**Dataset rows**
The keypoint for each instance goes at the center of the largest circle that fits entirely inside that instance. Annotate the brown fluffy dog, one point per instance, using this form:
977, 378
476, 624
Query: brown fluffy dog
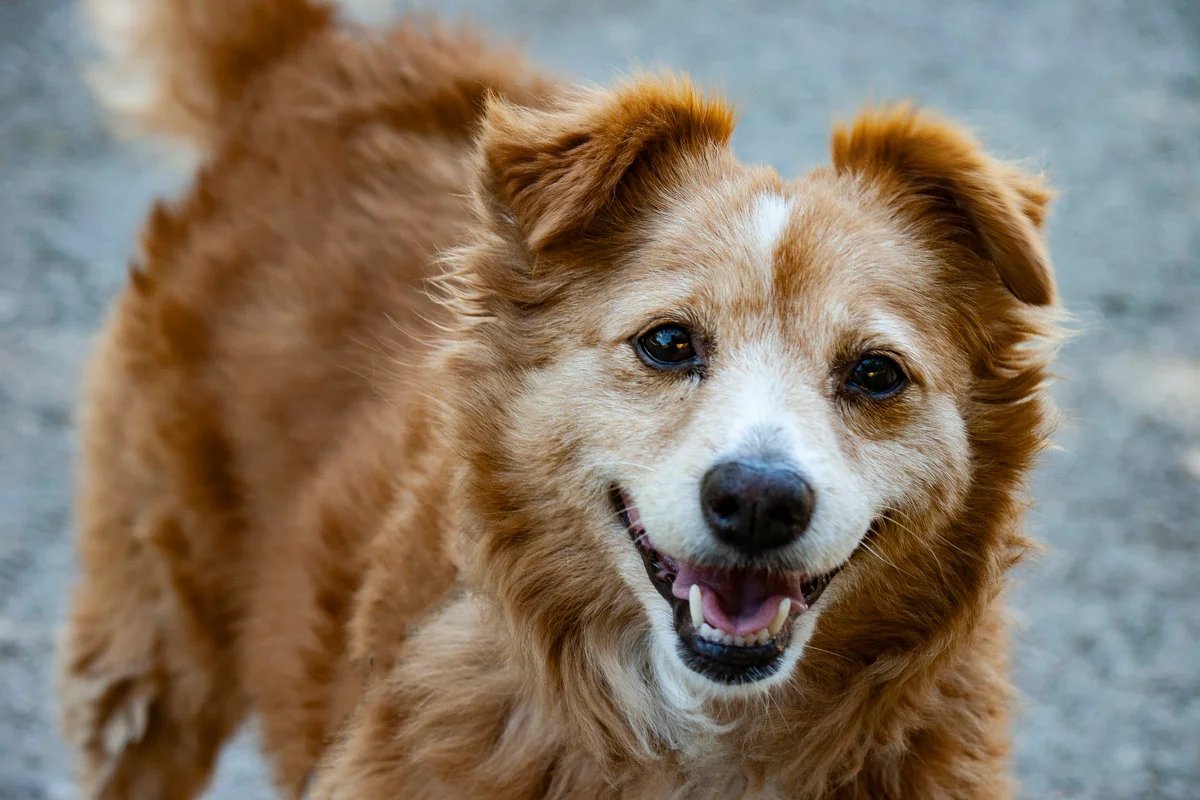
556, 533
...
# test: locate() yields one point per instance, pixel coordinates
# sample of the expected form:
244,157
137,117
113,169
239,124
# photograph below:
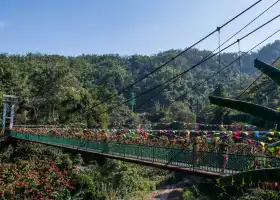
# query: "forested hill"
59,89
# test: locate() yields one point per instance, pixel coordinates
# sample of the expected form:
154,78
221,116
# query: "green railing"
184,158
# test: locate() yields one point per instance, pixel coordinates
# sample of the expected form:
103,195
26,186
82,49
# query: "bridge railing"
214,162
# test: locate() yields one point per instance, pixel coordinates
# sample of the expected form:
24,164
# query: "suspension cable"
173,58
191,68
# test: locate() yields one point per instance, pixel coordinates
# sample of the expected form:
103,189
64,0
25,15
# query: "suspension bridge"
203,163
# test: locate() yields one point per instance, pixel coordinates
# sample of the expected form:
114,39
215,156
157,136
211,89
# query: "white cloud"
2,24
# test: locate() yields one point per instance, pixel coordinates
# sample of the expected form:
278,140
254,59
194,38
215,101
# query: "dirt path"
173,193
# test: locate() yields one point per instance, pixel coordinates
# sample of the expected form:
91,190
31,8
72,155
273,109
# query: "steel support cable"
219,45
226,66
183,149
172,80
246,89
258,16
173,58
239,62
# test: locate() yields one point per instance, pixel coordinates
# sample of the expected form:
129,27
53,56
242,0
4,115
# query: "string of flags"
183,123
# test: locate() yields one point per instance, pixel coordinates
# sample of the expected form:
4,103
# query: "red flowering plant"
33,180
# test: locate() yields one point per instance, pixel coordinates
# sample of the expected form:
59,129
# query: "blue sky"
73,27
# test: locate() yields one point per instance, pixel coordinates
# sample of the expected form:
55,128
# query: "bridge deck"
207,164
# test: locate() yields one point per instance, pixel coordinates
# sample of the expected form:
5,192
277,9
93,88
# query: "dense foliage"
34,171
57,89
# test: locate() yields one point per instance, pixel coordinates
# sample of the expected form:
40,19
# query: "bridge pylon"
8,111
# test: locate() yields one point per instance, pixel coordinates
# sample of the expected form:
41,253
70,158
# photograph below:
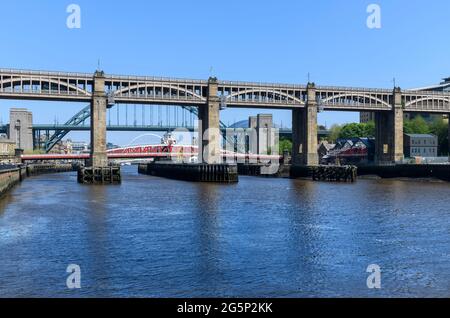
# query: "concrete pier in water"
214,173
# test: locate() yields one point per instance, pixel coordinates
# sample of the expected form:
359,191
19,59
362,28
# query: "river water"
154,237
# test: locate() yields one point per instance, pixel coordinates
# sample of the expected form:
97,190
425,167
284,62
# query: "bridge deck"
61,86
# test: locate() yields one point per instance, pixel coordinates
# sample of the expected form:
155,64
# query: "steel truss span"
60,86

**Aim**
Gather every line in the items above that contains the word "suspension", and copy each one unchanged.

**Exercise output**
# query: "suspension cable"
# query: "suspension bridge"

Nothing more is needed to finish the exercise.